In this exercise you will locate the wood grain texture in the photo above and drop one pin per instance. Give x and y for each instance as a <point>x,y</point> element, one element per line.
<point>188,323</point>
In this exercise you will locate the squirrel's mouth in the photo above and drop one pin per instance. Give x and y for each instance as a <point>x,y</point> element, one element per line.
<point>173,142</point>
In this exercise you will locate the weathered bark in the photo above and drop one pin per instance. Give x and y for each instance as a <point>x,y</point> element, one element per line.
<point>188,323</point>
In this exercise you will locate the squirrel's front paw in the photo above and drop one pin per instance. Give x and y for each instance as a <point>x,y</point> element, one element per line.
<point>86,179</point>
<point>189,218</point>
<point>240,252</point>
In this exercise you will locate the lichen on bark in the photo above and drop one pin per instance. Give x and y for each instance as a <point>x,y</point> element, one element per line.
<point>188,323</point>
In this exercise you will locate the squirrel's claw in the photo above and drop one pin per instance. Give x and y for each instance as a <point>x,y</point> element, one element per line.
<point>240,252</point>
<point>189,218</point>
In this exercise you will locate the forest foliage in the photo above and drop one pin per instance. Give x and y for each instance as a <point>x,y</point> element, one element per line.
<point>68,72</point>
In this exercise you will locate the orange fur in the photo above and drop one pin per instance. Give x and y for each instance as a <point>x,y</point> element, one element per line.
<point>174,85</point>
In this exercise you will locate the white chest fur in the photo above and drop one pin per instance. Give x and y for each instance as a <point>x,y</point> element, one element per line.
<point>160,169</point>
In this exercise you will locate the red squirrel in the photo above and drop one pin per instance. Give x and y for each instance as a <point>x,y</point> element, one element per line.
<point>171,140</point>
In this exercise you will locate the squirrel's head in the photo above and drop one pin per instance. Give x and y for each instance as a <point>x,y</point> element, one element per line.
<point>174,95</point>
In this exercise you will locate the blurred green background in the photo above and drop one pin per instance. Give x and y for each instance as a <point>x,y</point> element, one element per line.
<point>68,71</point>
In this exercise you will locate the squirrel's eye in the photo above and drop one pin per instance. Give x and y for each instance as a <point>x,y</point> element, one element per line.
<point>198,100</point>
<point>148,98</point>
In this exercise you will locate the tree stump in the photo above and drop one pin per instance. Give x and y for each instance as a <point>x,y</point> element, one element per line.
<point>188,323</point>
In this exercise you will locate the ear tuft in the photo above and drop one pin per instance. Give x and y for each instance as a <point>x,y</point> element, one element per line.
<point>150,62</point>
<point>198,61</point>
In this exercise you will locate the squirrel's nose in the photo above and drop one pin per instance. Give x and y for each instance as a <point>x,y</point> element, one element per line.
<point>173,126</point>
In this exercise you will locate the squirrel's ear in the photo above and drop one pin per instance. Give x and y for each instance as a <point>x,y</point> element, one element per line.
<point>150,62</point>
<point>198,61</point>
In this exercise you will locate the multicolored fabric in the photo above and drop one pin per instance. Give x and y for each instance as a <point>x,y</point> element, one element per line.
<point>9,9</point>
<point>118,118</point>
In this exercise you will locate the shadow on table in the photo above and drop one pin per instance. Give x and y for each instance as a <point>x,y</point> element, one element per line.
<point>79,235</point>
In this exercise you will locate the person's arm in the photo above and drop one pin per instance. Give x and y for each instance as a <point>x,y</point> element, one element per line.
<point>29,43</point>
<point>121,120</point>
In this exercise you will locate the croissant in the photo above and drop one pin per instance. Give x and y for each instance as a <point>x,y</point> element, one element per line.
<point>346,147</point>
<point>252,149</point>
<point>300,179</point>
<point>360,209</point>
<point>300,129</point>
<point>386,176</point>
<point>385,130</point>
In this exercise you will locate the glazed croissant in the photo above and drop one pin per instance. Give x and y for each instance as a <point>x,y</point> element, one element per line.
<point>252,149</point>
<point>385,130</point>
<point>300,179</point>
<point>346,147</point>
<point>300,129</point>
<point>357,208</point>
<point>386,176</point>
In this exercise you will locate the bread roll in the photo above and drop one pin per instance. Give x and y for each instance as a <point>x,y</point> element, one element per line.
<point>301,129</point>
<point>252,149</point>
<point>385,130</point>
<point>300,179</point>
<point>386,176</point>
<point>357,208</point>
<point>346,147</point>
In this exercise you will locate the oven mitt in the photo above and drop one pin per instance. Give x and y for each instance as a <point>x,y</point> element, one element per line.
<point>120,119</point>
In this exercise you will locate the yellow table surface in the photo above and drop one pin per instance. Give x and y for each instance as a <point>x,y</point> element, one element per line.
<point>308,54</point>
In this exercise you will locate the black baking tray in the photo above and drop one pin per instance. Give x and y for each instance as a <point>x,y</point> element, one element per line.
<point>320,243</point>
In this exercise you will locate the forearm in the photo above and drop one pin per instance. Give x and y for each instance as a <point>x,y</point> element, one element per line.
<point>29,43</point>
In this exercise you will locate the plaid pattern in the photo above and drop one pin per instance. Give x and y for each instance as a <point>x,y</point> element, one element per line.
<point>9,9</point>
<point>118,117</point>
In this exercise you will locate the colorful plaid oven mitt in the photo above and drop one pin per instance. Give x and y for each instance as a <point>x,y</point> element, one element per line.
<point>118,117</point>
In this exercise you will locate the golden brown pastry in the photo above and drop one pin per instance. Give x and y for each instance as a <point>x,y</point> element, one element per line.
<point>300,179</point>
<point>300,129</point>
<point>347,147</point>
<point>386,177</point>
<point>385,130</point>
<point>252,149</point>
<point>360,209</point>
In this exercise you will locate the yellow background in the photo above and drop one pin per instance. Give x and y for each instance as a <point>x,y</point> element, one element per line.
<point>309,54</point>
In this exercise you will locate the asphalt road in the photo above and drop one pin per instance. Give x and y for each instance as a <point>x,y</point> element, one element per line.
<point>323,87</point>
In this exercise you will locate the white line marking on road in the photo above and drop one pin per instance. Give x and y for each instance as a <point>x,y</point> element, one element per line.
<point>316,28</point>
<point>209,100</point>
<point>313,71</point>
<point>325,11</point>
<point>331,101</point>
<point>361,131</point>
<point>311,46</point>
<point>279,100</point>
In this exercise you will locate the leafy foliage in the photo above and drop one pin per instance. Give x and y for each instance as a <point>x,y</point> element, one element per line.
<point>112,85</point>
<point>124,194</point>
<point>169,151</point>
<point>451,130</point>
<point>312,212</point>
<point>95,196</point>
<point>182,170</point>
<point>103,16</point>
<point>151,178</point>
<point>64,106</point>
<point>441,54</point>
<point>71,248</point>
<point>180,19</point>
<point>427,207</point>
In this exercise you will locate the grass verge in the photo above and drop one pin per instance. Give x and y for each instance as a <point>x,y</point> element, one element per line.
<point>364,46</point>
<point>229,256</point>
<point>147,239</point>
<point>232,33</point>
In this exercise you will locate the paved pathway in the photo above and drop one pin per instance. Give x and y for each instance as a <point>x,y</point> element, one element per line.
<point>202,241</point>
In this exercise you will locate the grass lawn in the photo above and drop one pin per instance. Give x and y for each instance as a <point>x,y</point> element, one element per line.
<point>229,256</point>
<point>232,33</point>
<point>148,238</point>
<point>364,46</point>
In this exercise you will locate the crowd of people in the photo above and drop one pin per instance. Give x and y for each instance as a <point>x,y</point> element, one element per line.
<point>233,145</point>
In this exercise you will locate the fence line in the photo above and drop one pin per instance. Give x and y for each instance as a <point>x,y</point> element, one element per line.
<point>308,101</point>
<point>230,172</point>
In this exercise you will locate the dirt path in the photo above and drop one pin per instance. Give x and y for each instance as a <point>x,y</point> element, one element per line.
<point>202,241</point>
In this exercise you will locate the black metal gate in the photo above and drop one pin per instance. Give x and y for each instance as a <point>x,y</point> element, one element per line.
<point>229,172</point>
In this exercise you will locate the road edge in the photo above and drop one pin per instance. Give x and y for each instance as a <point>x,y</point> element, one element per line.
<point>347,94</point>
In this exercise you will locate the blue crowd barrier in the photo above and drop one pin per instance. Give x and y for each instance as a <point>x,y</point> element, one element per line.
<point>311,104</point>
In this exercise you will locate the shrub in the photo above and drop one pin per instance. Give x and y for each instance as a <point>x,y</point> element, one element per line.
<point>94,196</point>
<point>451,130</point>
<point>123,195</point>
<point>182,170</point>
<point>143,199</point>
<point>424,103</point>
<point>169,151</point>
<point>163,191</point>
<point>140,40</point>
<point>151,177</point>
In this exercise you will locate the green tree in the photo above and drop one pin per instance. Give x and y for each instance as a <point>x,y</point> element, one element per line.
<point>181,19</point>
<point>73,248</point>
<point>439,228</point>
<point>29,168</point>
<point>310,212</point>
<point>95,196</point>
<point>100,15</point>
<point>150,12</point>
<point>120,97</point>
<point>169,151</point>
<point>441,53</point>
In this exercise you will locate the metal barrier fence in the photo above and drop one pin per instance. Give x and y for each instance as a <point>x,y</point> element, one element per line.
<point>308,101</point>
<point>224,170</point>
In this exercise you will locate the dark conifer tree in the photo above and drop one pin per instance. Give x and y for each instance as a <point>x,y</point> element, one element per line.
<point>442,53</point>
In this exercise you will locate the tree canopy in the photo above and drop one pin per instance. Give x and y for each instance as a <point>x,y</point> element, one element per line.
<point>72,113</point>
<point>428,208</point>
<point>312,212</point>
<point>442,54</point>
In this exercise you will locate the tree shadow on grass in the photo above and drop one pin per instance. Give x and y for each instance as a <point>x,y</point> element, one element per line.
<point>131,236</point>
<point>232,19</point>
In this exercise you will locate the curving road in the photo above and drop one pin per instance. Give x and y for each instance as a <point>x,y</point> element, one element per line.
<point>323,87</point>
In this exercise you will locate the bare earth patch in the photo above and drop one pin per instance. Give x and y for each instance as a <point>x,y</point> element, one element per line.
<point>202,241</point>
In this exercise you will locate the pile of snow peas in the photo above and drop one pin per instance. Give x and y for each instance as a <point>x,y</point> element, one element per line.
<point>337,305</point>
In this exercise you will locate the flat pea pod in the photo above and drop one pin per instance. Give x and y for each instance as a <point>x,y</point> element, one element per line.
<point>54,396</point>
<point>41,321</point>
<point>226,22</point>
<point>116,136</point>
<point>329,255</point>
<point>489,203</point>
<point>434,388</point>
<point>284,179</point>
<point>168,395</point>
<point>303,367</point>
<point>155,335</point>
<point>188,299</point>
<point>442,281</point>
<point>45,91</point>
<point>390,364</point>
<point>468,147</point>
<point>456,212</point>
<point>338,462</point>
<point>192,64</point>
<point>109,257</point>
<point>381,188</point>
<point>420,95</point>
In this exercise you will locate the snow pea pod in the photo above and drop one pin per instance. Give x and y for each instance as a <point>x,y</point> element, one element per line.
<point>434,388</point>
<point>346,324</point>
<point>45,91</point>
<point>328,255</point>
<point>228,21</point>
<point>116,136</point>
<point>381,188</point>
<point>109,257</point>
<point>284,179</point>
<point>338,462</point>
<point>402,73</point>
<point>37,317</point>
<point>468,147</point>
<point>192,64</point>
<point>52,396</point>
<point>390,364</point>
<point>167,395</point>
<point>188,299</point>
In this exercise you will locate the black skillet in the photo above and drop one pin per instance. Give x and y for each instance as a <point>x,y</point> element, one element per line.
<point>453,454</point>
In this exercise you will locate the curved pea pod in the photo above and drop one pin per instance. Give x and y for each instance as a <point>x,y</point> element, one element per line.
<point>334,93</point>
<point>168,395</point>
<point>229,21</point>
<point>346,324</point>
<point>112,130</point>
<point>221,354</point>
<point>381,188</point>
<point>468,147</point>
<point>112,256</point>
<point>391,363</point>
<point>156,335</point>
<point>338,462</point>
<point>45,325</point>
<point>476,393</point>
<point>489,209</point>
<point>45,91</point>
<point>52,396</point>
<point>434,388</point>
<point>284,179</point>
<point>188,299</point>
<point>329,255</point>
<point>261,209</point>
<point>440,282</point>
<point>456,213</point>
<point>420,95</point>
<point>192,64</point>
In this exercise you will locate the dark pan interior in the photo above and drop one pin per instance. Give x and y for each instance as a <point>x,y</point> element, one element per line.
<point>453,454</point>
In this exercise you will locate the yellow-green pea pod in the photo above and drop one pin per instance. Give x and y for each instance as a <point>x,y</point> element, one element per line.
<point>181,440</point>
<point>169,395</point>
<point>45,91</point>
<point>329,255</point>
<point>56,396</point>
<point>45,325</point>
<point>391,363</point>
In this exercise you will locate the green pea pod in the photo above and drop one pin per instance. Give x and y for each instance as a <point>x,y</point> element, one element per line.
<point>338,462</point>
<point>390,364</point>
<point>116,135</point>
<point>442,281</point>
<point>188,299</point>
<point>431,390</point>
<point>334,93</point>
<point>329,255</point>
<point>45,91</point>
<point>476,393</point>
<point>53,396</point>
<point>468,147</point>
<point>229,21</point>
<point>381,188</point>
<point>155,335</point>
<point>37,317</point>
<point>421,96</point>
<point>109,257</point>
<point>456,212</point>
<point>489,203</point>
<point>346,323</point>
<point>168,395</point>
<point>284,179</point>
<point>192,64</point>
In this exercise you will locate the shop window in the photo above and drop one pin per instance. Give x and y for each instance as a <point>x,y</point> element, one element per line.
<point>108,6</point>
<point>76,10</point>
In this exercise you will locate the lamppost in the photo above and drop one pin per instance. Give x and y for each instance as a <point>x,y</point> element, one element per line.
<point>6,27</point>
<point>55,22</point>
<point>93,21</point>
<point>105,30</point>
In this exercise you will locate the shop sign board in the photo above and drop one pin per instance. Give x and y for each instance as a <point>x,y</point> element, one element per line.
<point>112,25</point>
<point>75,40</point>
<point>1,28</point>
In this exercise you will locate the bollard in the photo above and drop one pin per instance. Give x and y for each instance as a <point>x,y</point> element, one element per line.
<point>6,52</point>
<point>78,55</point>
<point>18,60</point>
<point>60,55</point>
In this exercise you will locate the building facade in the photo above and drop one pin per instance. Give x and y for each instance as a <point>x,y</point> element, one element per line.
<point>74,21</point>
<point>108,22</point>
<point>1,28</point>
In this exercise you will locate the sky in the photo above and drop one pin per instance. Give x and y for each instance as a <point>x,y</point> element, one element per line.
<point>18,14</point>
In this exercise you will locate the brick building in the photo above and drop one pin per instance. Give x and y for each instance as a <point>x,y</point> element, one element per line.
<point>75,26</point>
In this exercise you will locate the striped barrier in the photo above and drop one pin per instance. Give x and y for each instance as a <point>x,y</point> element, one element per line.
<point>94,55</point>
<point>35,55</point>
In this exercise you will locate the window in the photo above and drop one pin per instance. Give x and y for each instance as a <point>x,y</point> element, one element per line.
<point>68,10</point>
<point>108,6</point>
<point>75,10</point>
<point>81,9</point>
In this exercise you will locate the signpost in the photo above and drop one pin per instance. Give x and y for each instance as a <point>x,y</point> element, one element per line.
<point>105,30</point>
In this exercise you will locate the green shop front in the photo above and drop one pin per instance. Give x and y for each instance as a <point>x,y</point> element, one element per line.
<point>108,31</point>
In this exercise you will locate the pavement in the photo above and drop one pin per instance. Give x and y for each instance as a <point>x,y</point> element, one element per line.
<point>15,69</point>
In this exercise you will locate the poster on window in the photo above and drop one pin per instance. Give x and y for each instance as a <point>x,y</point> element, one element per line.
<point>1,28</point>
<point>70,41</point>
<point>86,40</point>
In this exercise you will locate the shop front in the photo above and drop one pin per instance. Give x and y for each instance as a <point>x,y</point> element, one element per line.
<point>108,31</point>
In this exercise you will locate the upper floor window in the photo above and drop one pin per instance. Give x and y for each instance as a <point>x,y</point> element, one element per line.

* * *

Quote every line from the one containing "In this exercise you will locate the pavement" down to the last line of the records, both ends included.

▶ **Solved problem**:
In this exercise you will locate the pavement in the photo above and drop one pin per instance. Give x and y for each instance as a <point>x,y</point> element, one element per line.
<point>15,69</point>
In this exercise you will locate the poster on window in the photo above and drop one pin per instance. Give x and y for each instance as a <point>x,y</point> element, one element per line.
<point>1,28</point>
<point>70,41</point>
<point>86,40</point>
In this exercise you will locate the shop front in the photo above and drop one pin per instance. Give x and y for each instance as a <point>x,y</point> element, one element per line.
<point>108,31</point>
In this exercise you will locate the upper floor window in the photo above and drop one pin per instance. Give x and y for each instance as a <point>x,y</point> element, one element per line.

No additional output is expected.